__EXERCISE INSTRUCTIONS__: Reproduce the complete listing without any deviation.

__MATERIAL PROVIDED__:
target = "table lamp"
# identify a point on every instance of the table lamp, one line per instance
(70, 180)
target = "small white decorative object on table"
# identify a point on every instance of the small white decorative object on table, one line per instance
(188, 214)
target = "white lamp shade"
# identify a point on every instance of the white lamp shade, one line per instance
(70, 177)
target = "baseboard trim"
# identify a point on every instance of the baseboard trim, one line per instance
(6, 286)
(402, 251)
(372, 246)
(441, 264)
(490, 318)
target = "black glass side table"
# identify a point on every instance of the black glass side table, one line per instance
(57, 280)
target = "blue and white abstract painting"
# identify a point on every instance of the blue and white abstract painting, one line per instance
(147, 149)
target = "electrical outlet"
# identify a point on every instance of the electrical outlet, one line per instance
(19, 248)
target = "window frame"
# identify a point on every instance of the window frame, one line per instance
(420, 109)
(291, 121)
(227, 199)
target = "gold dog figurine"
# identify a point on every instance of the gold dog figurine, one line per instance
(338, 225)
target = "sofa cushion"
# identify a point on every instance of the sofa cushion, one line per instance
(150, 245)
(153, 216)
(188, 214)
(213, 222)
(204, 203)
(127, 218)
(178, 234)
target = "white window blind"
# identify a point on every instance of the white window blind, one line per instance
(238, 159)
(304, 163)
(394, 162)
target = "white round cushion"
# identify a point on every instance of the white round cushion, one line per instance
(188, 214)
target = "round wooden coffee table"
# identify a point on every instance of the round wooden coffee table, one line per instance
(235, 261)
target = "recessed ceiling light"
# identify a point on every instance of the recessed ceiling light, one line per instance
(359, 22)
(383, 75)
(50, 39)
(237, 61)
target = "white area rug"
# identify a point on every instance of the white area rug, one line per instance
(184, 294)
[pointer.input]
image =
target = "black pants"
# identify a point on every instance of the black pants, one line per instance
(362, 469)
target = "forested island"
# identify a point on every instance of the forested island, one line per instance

__COMPLETE OUTPUT__:
target = "table lamp"
# identify a point on every instance of the table lamp, one line per instance
(70, 180)
target = "small white decorative object on table"
# identify a point on every instance of the small white decorative object on table, one line per instance
(188, 214)
target = "white lamp shade"
# identify a point on every instance of the white lamp shade, one line per instance
(70, 177)
target = "baseboard trim"
# identify a point on every instance of the baseboard trim, one line per instance
(6, 286)
(402, 251)
(372, 246)
(441, 264)
(490, 318)
target = "black glass side table"
# identify a point on every instance of the black glass side table, one line per instance
(57, 280)
target = "blue and white abstract painting"
# identify a point on every instance of the blue and white abstract painting, one line per instance
(147, 149)
target = "electrical outlet"
# identify a point on every instance of the electrical outlet, one line per instance
(19, 248)
target = "window frame"
# identify a point on every instance of the window frame, one line per instance
(420, 109)
(291, 121)
(227, 199)
target = "gold dog figurine"
# identify a point on every instance of the gold dog figurine, one line per instance
(338, 225)
target = "sofa cushion"
# identify a point on every instance of the sofa cushion, one line per instance
(150, 245)
(153, 216)
(188, 214)
(213, 222)
(204, 203)
(127, 218)
(178, 234)
target = "white window blind"
# identify a point on every instance of the white window blind, one line per instance
(238, 159)
(304, 163)
(394, 162)
target = "white round cushion"
# identify a point on every instance of the white round cushion, one line per instance
(188, 214)
target = "round wooden coffee table"
# identify a point on every instance of the round wooden coffee table, one line per instance
(235, 261)
target = "recessed ceiling light"
# identify a point on every instance of the recessed ceiling light, one line per instance
(359, 22)
(383, 75)
(50, 39)
(237, 61)
target = "white area rug"
# identify a point on every instance of the white area rug, one line per instance
(184, 294)
[pointer.input]
image =
target = "black pants"
# identify a point on every instance of the black pants, one line per instance
(362, 469)
target = "forested island"
# identify a point on every instance of the forested island, one line per instance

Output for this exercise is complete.